━━━ INFORMATION GIVEN ━━━

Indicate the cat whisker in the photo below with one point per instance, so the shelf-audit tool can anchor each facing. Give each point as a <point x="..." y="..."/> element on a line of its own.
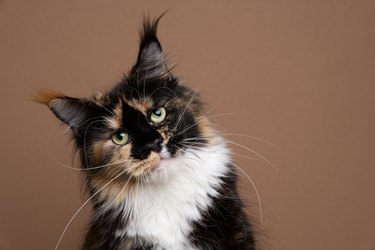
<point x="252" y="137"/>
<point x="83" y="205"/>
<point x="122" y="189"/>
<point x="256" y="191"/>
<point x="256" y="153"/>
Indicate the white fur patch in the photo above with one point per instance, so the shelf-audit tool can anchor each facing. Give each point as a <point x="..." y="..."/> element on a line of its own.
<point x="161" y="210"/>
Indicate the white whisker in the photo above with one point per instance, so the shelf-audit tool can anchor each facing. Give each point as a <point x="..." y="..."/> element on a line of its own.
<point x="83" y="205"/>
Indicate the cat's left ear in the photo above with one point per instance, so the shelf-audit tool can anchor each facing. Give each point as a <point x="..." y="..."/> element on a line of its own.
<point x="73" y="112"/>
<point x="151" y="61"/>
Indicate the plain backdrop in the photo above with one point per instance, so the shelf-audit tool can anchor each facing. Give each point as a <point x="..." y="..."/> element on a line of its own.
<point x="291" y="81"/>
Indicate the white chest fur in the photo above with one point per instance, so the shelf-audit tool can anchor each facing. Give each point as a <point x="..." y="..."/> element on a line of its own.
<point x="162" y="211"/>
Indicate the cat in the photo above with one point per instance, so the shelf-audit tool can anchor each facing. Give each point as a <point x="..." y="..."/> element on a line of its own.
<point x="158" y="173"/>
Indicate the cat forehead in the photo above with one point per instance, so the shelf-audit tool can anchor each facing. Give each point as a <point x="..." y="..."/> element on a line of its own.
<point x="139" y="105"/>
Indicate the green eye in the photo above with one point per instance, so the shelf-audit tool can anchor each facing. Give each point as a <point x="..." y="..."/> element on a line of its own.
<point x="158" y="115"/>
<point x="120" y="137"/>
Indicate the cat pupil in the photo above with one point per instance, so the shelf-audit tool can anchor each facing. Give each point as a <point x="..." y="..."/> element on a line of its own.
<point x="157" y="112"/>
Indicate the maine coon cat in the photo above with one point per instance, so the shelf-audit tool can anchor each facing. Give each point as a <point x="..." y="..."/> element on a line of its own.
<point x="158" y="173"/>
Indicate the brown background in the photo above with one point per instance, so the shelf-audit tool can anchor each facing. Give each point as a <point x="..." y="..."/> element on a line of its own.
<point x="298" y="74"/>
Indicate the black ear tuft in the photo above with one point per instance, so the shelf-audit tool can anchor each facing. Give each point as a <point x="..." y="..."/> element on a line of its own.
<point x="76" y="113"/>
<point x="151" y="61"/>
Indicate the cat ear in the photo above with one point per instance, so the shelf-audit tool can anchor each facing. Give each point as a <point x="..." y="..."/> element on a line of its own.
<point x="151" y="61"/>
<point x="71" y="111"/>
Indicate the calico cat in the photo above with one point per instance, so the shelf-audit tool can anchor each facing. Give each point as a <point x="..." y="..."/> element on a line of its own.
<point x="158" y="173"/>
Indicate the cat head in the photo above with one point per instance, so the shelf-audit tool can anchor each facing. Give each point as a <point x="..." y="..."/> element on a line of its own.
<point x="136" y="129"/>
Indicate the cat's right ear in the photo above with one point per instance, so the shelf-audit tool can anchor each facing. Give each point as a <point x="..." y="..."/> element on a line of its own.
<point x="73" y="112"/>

━━━

Transcribe the records verbatim and omit the images.

• [TASK RESPONSE]:
Indicate the cat whisker in the photo below with one point per instance, so the shelf-audit tool can anchor each facing. Give each point as a <point x="..." y="..."/> element on a line of its own.
<point x="252" y="137"/>
<point x="83" y="205"/>
<point x="122" y="189"/>
<point x="256" y="191"/>
<point x="256" y="153"/>
Indicate the white fur patch in the photo above with one point per instance, so the shelf-audit tool can anchor each facing. Give each point as a <point x="..." y="..."/> element on a line of its own.
<point x="161" y="210"/>
Indicate the white whisker in the photo above with one point per instance, so the shelf-audit tool can anchor each facing. Give each point as a <point x="..." y="..."/> element on a line of its own.
<point x="83" y="205"/>
Indicate the cat's left ear in the photo above with one point per instance, so the shelf-audit tool can anchor each facing. Give each point as a <point x="..." y="..."/> element on a line of its own.
<point x="73" y="112"/>
<point x="151" y="61"/>
Indicate the plain backdrop in the photo above with one point per instance, so the shelf-audit tool can anchor each facing. Give each point as a <point x="..." y="..."/> element on a line of its own.
<point x="291" y="81"/>
Indicate the white chest fur in the photo above with one point per instance, so the shelf-audit tool can anchor each facing. Give each point as a <point x="..." y="..."/> element on a line of its own.
<point x="162" y="211"/>
Indicate the cat in the photo above with one point per instance, so the shelf-audit tool can anchor each facing. Give each point as a <point x="..." y="..."/> element on a line of its own.
<point x="158" y="173"/>
Indicate the cat forehead in the photo above with one point per instance, so the shelf-audit tool can anchor each facing. Give each point as a <point x="..." y="..."/> element on a line of its own.
<point x="139" y="105"/>
Indicate the green eye in the photo above with one point per instance, so the shelf-audit tool can anchor each facing. Give each point as a <point x="..." y="..."/> element on a line of its own.
<point x="158" y="115"/>
<point x="120" y="137"/>
Indicate the cat pupil in the photo above with one point per instance, so the shelf-audit tool can anchor each facing. Give each point as a <point x="..." y="..."/> element on a line of its own.
<point x="157" y="112"/>
Indicate the maine coon cat in the photo above with one point per instance, so the shelf-audit tool can anchor each facing. Give each point as a <point x="..." y="..."/> element on a line of its own.
<point x="158" y="173"/>
Indicate the brown background in the photo above with one point per instance, so the shelf-audit tool can anchor each facing. Give each point as a <point x="..." y="..."/> element on a line of its own.
<point x="298" y="74"/>
Indicate the black ear tuft in the photo above with one point per instance, so the shelf-audit tool can anchor each facing. Give each point as a <point x="..." y="..."/> element on a line of its own.
<point x="76" y="113"/>
<point x="151" y="61"/>
Indicate the cat ear in the photo above with one point per instance, so the shelf-audit tool can anchor each facing. Give each point as a <point x="..." y="..."/> element on a line of its own.
<point x="151" y="61"/>
<point x="71" y="111"/>
Indicate the calico cat in the photo above with one point per instance, so the shelf-audit tool can anchor each facing. Give each point as a <point x="..." y="..."/> element on a line of its own.
<point x="158" y="173"/>
Indicate the cat head in the photo above with one point per instance, so the shelf-audit tool can anchor each facing. Give each point as a <point x="..." y="..."/> element on a line of its own.
<point x="136" y="129"/>
Indicate the cat's right ear in the photo above with one point per instance, so the shelf-audit tool can anchor each facing. Give each point as a <point x="..." y="..."/> element on a line of its own.
<point x="73" y="112"/>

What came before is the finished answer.